• _Exercise details_: Reproduce every line of the items below in full, keeping all text unchanged, but shift each x and y coordinate in the polygon outlines by adding 97 to it.

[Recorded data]
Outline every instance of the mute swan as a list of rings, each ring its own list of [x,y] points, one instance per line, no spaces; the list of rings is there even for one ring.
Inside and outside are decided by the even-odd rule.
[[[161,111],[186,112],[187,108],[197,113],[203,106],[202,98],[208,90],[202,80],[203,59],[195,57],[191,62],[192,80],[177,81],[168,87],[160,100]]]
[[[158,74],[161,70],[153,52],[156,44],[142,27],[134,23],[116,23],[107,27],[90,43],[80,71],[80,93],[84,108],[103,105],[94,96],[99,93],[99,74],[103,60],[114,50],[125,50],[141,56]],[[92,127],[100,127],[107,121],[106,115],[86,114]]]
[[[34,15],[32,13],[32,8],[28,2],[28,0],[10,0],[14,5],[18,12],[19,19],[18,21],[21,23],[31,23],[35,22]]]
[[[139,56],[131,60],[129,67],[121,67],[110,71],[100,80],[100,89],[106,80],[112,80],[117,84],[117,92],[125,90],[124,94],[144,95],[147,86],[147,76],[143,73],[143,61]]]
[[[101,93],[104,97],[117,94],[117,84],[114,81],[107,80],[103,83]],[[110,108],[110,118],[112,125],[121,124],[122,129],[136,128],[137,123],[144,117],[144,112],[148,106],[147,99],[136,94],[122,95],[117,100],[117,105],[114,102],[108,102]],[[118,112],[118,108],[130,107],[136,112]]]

• _Response below_:
Outline every instance of the mute swan as a list of rings, each ring its own list of [x,y] points, one instance per line, no spaces; the list of rings is there even for one ring.
Inside and outside are decided by the even-odd rule.
[[[258,208],[283,209],[284,205],[294,210],[300,203],[299,195],[305,187],[299,177],[300,156],[292,154],[288,159],[289,177],[274,178],[265,184],[257,197]]]
[[[255,171],[258,167],[250,149],[253,141],[239,124],[231,120],[213,120],[204,124],[187,140],[177,168],[177,190],[181,205],[200,202],[191,193],[196,190],[196,171],[200,157],[211,147],[222,147],[238,153]],[[189,224],[197,224],[204,218],[203,212],[183,211]]]
[[[131,112],[129,110],[129,105],[125,99],[125,97],[107,97],[111,102],[115,109],[116,116],[115,118],[118,120],[128,120],[132,119]]]
[[[236,153],[228,157],[226,164],[218,164],[207,168],[197,177],[197,186],[203,177],[209,177],[214,181],[214,189],[222,187],[221,191],[241,192],[244,183],[244,173],[240,170],[240,158]]]
[[[198,190],[201,194],[214,191],[214,181],[211,178],[204,177],[200,180]],[[207,205],[207,215],[209,222],[218,221],[219,226],[233,225],[234,220],[241,214],[241,209],[245,203],[244,196],[233,191],[219,192],[214,197],[214,202],[211,199],[205,199]],[[215,209],[215,205],[227,204],[233,209]]]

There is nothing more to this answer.